PROBLEM A —
Please condense the paragraph beginning "Your chief job as cabana boy" from the post below on navigating cancer care into a bulleted list, keeping its main facts.
PROBLEM B —
Carry on writing the post below on navigating cancer care, starting right after its final sentence.

PASSAGE PROVIDED —
* * *
Wednesday, February 2, 2011

Should you become an "expert",and if so, how?

Your chief job as cabana boy is to fight for her - support her, yes - but the whole process from initial discovery to diagnosis to treatment is confusing, complicated, not black and white in terms of choices and consequences, and if she is in the midst of trying to cope emotionally who else is going to be the one to help? Most of the hospitals do not have it figured out yet, to make it easy for you. In the business world you can hire system integrators who can assess your situation and then bring you a total solution, without you having to worry about which silo any particular part of the solution came from. Cancer care is still pretty specialized, you have your surgeon, your oncologist, your radiologist, and then if you are in a clinical trial, your clinical research nurse. They have started a person at Swedish Hospital who is supposed to be a single point of contact and help you navigate the system. Bad solution. Because all they are trying to do is figure out how to help you deal with the silos, rather than fixing the problem. We were fortunate to be able to ask, and have our oncologist commit to being our team quarterback. That helps, but I suspect the average person is shuttled from one part of the process to another without an overall perspective on where they are are going and being able to have an integrated view. I shudder to think of the people who are not educated patients able to devote time to working both the system and the range of solutions.
* * *
Dataset entries —
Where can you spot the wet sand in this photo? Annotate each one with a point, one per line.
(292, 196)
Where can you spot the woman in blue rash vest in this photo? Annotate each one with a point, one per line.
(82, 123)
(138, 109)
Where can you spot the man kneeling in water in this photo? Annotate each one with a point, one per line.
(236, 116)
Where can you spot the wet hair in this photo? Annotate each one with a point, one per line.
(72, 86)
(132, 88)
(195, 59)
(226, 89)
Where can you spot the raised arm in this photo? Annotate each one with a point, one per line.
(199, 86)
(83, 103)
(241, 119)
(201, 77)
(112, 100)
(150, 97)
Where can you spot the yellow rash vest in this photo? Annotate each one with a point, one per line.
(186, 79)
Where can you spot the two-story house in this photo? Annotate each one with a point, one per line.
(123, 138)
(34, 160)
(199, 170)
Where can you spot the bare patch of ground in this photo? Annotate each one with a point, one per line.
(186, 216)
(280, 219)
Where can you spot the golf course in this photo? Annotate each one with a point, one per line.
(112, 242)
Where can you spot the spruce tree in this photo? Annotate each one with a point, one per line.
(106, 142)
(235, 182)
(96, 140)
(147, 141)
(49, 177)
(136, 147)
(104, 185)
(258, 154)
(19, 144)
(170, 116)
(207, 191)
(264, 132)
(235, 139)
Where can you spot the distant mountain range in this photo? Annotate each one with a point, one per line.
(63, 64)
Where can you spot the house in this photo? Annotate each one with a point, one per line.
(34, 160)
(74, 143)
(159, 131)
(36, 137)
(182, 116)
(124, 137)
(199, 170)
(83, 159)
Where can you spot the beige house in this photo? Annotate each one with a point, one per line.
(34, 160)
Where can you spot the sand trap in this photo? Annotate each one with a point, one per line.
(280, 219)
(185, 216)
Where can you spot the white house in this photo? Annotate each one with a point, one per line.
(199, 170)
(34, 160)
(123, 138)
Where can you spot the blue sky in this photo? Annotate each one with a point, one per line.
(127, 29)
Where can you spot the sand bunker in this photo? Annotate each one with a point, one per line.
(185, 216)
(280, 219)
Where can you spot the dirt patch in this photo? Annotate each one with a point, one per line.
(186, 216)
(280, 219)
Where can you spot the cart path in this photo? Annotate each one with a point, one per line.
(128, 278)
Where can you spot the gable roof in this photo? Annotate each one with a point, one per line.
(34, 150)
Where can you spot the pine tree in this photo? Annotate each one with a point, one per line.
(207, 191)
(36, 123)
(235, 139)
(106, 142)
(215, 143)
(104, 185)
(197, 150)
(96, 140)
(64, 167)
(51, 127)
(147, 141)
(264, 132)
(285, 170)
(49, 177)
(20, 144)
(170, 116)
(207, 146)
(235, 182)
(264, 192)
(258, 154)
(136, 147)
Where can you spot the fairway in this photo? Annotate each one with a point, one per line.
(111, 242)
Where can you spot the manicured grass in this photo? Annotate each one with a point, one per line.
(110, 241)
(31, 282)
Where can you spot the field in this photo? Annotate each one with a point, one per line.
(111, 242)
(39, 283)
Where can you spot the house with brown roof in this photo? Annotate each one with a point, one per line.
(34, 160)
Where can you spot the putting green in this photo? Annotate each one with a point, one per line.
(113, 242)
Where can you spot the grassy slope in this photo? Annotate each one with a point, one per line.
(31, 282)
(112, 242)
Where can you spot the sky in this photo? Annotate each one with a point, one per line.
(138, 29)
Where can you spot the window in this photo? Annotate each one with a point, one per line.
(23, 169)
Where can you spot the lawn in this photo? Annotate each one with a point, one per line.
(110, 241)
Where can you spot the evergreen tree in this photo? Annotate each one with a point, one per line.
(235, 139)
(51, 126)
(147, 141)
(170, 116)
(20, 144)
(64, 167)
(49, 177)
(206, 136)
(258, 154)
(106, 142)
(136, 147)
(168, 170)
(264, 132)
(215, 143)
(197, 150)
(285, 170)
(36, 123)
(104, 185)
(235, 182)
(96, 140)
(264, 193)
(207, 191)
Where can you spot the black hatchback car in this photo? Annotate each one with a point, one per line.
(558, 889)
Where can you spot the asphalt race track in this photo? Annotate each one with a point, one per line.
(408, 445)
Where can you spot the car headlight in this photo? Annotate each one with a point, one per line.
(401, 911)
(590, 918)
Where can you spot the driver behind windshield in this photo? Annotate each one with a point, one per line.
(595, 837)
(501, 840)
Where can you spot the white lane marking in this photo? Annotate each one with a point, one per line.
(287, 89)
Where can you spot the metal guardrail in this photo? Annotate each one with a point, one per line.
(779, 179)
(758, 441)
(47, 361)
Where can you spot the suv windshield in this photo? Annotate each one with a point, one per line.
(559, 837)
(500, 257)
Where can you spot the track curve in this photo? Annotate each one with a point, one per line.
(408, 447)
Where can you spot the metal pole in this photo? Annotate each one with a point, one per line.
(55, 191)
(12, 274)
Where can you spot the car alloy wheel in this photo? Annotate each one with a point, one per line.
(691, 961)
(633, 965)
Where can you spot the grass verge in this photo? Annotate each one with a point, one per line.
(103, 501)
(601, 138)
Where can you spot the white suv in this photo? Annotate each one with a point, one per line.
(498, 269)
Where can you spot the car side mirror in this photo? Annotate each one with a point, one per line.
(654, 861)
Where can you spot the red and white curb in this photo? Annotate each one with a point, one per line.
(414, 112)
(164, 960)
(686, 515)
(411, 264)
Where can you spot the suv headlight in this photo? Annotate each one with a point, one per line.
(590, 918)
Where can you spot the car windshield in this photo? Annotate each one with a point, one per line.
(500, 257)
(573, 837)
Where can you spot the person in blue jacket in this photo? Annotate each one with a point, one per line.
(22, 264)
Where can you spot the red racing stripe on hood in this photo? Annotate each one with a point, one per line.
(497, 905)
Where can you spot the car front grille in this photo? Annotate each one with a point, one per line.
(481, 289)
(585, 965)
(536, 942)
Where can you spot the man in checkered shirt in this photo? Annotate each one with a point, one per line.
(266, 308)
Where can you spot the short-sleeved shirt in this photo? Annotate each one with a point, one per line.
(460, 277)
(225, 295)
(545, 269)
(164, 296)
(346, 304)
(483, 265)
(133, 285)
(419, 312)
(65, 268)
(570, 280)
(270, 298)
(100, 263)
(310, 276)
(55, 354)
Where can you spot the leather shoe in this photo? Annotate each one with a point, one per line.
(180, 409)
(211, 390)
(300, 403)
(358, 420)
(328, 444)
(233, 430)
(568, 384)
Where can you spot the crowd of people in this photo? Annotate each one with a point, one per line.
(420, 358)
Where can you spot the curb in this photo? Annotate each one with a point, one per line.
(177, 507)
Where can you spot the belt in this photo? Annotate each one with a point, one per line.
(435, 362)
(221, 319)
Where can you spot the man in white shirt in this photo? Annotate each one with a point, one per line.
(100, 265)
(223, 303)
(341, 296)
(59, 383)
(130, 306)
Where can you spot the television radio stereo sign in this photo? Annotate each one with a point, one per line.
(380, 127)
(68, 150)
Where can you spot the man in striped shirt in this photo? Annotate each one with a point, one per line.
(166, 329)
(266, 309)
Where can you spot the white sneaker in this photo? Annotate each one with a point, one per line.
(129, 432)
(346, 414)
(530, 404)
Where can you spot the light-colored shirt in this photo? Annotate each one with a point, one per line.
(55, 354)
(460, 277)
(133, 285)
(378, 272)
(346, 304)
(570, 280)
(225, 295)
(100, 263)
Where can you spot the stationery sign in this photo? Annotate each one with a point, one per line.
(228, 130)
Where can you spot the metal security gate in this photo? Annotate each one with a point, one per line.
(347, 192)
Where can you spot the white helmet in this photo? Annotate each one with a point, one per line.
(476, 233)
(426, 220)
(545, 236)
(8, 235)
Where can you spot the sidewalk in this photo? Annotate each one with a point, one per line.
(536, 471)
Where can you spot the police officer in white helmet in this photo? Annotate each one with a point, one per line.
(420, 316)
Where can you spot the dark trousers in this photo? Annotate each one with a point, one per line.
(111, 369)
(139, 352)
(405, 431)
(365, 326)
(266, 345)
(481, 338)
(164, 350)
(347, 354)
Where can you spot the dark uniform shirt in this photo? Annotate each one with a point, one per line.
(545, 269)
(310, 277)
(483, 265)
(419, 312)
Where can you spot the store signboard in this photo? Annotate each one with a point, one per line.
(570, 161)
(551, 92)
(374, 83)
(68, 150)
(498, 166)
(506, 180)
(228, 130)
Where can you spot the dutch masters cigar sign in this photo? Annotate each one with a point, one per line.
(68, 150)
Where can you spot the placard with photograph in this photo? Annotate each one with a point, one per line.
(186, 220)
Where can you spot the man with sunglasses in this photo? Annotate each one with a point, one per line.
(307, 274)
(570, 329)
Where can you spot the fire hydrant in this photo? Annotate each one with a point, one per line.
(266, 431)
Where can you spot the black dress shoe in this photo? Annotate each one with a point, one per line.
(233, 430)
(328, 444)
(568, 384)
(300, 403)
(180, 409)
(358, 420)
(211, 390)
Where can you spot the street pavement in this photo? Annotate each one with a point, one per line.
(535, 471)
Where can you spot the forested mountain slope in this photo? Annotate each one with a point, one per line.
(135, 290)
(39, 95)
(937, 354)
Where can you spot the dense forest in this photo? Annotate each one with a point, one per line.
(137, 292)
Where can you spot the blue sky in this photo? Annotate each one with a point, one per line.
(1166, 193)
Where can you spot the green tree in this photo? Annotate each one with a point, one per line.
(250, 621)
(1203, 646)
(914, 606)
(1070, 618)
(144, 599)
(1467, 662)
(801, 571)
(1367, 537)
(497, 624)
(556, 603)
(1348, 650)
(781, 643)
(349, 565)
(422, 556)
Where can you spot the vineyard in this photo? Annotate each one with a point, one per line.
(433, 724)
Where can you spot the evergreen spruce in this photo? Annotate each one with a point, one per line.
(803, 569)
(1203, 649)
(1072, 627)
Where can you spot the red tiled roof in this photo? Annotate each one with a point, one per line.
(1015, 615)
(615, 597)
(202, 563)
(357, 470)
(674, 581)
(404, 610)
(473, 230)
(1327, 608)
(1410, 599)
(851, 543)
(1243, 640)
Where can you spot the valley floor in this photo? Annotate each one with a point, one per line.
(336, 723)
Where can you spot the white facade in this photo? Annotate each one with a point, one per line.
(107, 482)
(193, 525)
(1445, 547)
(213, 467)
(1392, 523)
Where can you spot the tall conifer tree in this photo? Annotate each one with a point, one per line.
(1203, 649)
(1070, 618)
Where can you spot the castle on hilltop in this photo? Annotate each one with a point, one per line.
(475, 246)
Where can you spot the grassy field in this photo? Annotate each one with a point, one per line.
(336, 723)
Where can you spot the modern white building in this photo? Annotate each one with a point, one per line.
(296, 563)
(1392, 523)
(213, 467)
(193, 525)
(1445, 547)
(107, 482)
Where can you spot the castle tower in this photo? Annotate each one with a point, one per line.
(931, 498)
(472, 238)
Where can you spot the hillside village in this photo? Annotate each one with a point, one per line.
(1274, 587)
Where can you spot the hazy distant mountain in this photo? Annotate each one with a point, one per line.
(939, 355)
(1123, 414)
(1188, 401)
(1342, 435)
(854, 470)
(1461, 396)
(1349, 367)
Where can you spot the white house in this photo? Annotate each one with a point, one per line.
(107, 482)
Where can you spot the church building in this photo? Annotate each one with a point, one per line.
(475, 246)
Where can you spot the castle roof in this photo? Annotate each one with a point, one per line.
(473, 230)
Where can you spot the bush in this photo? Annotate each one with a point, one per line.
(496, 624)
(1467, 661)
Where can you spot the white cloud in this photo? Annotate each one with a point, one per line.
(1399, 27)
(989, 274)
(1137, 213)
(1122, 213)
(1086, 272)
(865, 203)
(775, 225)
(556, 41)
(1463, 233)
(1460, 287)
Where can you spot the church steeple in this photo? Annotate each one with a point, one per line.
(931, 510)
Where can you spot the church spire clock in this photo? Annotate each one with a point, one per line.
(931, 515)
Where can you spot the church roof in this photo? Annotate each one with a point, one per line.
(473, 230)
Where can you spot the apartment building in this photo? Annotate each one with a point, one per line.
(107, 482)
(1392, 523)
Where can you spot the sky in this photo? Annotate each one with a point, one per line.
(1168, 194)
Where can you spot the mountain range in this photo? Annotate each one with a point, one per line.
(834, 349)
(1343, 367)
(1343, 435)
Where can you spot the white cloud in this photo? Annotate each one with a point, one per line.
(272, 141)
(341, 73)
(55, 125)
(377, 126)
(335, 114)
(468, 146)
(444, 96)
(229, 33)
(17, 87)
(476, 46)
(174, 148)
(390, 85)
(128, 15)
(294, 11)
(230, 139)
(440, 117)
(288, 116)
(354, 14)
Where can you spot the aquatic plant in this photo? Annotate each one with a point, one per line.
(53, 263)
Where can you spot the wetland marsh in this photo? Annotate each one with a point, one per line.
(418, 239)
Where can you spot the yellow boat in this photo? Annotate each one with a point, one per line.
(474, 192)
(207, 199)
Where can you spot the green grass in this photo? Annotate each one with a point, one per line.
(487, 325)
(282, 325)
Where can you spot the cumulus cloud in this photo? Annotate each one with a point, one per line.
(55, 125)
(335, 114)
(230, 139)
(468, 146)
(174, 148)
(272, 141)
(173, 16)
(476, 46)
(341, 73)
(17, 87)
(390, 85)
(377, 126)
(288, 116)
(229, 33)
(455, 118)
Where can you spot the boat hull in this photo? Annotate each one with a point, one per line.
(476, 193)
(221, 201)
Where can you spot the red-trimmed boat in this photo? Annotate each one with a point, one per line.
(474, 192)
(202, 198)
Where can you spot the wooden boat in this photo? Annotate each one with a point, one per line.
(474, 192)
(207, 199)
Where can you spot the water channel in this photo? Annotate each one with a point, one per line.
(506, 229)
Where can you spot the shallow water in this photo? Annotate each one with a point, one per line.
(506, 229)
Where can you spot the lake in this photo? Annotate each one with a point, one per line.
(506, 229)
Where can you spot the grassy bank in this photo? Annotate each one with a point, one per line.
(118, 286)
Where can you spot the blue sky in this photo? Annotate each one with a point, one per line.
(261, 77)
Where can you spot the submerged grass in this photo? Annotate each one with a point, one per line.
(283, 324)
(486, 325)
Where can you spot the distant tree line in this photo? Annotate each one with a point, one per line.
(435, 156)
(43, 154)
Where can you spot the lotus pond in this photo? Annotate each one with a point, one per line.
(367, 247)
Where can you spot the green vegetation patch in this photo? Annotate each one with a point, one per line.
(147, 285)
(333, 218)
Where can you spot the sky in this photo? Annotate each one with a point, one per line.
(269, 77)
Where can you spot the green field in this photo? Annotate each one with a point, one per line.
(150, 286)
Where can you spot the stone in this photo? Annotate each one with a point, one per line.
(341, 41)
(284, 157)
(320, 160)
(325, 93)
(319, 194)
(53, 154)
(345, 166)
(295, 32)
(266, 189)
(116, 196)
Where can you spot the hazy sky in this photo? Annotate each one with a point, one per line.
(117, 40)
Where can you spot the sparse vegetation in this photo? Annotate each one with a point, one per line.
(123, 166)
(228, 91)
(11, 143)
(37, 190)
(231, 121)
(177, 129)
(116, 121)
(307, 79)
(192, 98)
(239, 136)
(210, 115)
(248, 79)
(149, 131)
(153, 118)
* * *
EXERCISE ANSWER A —
- The cabana boy's chief job is to fight for her, not only support her. The path from discovery to diagnosis to treatment is confusing and complicated, and its choices and consequences are not black and white. Someone has to help while she is trying to cope emotionally.
- Most hospitals have not made this easy. In business you can hire system integrators who deliver a total solution. Cancer care is still split among specialists: surgeon, oncologist, radiologist, and a clinical research nurse for patients in a clinical trial.
- Swedish Hospital's new single point of contact, meant to help patients navigate the system, is a bad solution. It only helps patients deal with the silos instead of fixing the problem.
- Their oncologist committed to being the team quarterback, which helps. The average person, though, is probably shuttled from one part of the process to another without an integrated view.
- The writer shudders to think of patients who are not educated and cannot devote time to working both the system and the range of solutions.

EXERCISE ANSWER B —
Whether it's breast cancer or melanoma, there really are a number of choices in terms of treatment. I remember sitting in the surgeon's office while he pulled up a computer program that said if you had cancer at this stage and if you undertook these treatments (surgery, chemo, radiation) here was your prognosis. But the oncologist or radiologist wasn't there to discuss those options. It was an all purpose program, designed to optimize probabilities. I'm sure it is helpful. But the cancer patient is not a probability, or located somewhere on a bell curve of possible outcomes.

In my case I felt the need to help support the decision making process, primarily so we could ask the right questions. For example - for her type of cancer is a double mastectomy better than a lumpectomy? By the way, lumpectomy makes it sounds as the surgeon will take a melon scoop and take out this neat contained lump of flesh. It doesn't work that way, it could indeed be a major hunk of flesh and a long scar. It has profound implications on future appearance. So don't trivialize it - it's a lousy name.

So yes, I hit the internet. It's like any search, a lot of sorting the wheat from the chaff, trying to find credible sources, triangulating bits of information. The main cancer sites give good overviews, but keep it so general, it's hard to use that information other than to make sure you are asking the right questions (really so Meagan could ask the right questions). In the end, I had a reasonably clear view of the choices that were mainstream and what was less common. In the evenings we'd discuss these, so that by the next appointment, we could be a team to ask questions of our oncologist. He was quite happy to have us pose them, and when particular points or treatments were raised, was able to address them (by telling us how it was no longer relevant, or worthy of consideration).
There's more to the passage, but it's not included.